**Texte de lecture**.
****

La situation périclite à vue d'œil, cela commence à sentir le roussi, des effluves nauséabonds emplissent l'air, des corps sans têtes, sans mains, tordus, déchiquetés, sauvagement broyés, jonchant, tel un amoncellement de détritus, des rues aux façades éventrées, calcinées, laissés sciemment au regard du monde qui les contemple incrédule à la une des quotidiens, sur les réseaux sociaux ou les chaînes de télévision.
Non, ce n'est pas du cinéma, un film de plus sur la guerre du Vietnam, ou les prouesses de Stallone en Afghanistan. C'est une tragédie qui se passe à deux pas de chez nous. Les cadavres sont ceux de gens qui nous ressemblent, parlent notre langue, croient au même Dieu, prient, jeûnent ; il y a quelques jours à peine, ils vaquaient encore paisiblement à leurs occupations.
Ces femmes, ces filles, enlevées, ligotées l'une à l'autre, menées comme un troupeau de bétail pour être vendues sur le marché aux esclaves, ressemblent à nos mères, nos femmes, nos sœurs, nos filles. Les enfants en bas à âge, dépecés, démembrés, égorgés, abandonnés sans sépulture, laissés à la charogne, parce que bouches inutiles à nourrir, n'ayant aucune valeur marchande, sont pareils aux nôtres.
Où sont la compassion, l'humanisme, la charité, qu'elle soit chrétienne, musulmane, juive, bouddhiste ? Où sont les rassemblements monstres à l'échelle planétaire des apôtres des droits de l'homme, de la non-violence qui mobilisent les masses contre la peine de mort dès qu'il y a un criminel à pendre, et qui restent froids, impassibles, devant tant d'atrocités planifiées, commises de sang-froid ?
Ces criminels ont atteint leur but : effrayer, atterrer, frapper les imaginations, de telle sorte que les gouvernements des grandes puissances, qui pourtant disposent d'une large palette de moyens pour définitivement éradiquer ce phénomène, réfléchissent à cent fois avant d'entamer une quelconque action à leur encontre.

****

**Consigne écrite 1**. Recopiez telles quelles les lignes des enregistrements, en commençant par celle qui contient « Where can you see the grey » et en terminant par la dernière ligne des enregistrements.
Le texte et les enregistrements sont indépendants l'un de l'autre.

[Enregistrements de pointage d'objets nommés]
****

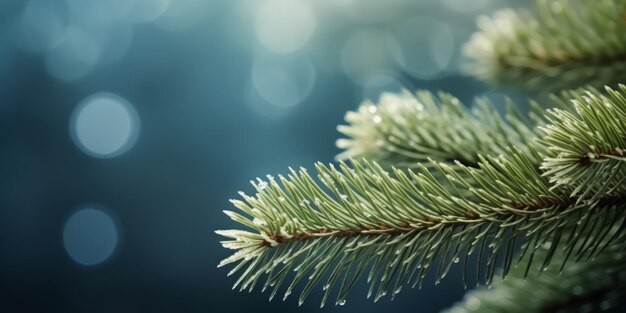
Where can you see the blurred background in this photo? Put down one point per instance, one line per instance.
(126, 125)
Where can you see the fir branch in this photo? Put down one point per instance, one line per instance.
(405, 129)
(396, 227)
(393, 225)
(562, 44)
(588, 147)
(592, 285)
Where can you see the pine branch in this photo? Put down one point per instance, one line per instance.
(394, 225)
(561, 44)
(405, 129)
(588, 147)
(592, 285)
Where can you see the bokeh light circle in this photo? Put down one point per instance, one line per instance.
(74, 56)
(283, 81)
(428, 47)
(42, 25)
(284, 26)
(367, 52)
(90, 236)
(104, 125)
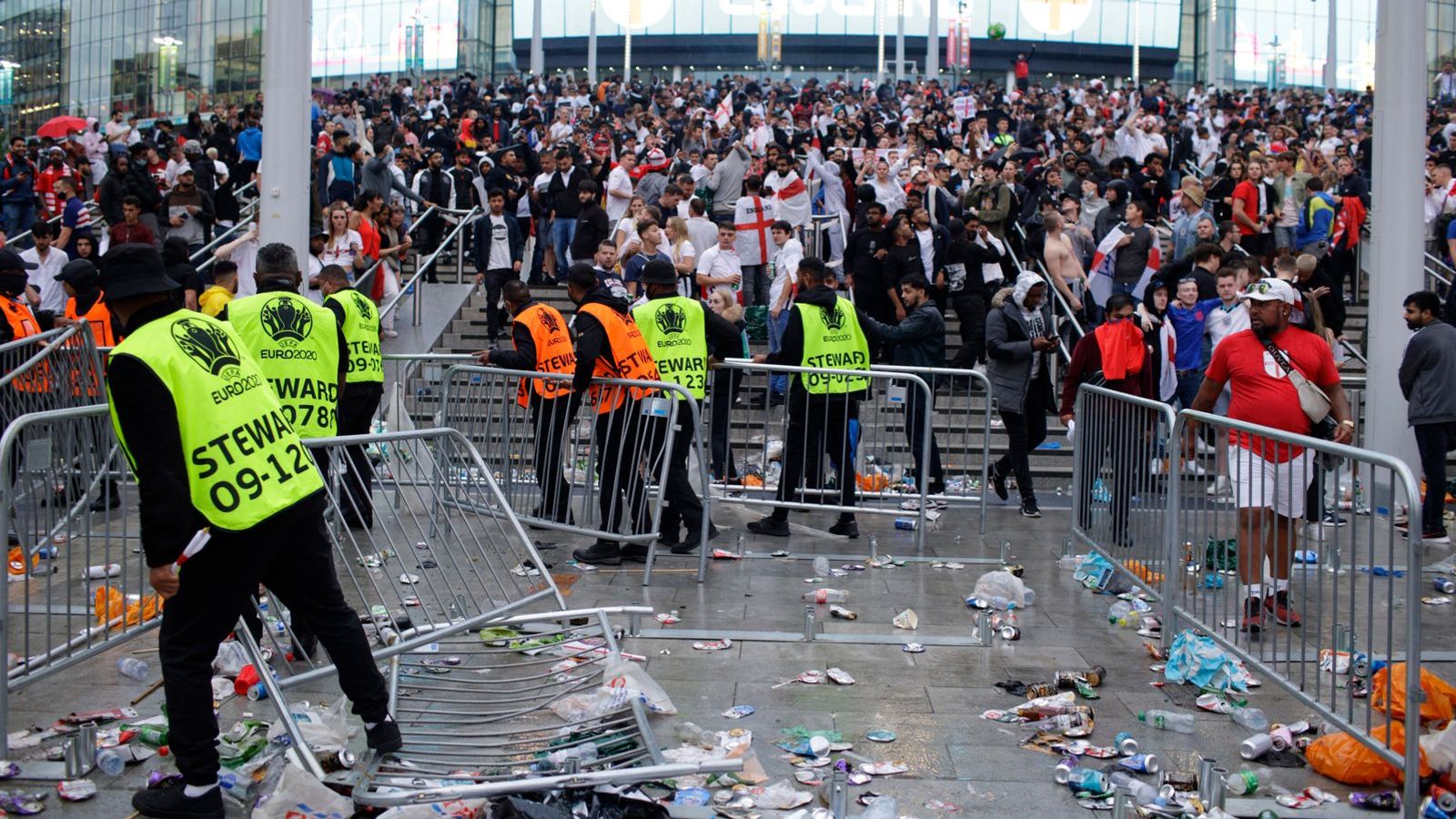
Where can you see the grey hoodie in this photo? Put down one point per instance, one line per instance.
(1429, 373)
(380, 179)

****

**Consigne écrite 2**. Reprenez le passage du texte de lecture qui commence par « Ces femmes, ces » et se termine par « de sang-froid ? », en substituant « cheptel » à « troupeau ».

**Résultat attendu 1**.
Where can you see the grey hoodie in this photo? Put down one point per instance, one line per instance.
(1429, 373)
(380, 179)

**Résultat attendu 2**.
Ces femmes, ces filles, enlevées, ligotées l'une à l'autre, menées comme un cheptel de bétail pour être vendues sur le marché aux esclaves, ressemblent à nos mères, nos femmes, nos sœurs, nos filles. Les enfants en bas à âge, dépecés, démembrés, égorgés, abandonnés sans sépulture, laissés à la charogne, parce que bouches inutiles à nourrir, n'ayant aucune valeur marchande, sont pareils aux nôtres.
Où sont la compassion, l'humanisme, la charité, qu'elle soit chrétienne, musulmane, juive, bouddhiste ? Où sont les rassemblements monstres à l'échelle planétaire des apôtres des droits de l'homme, de la non-violence qui mobilisent les masses contre la peine de mort dès qu'il y a un criminel à pendre, et qui restent froids, impassibles, devant tant d'atrocités planifiées, commises de sang-froid ?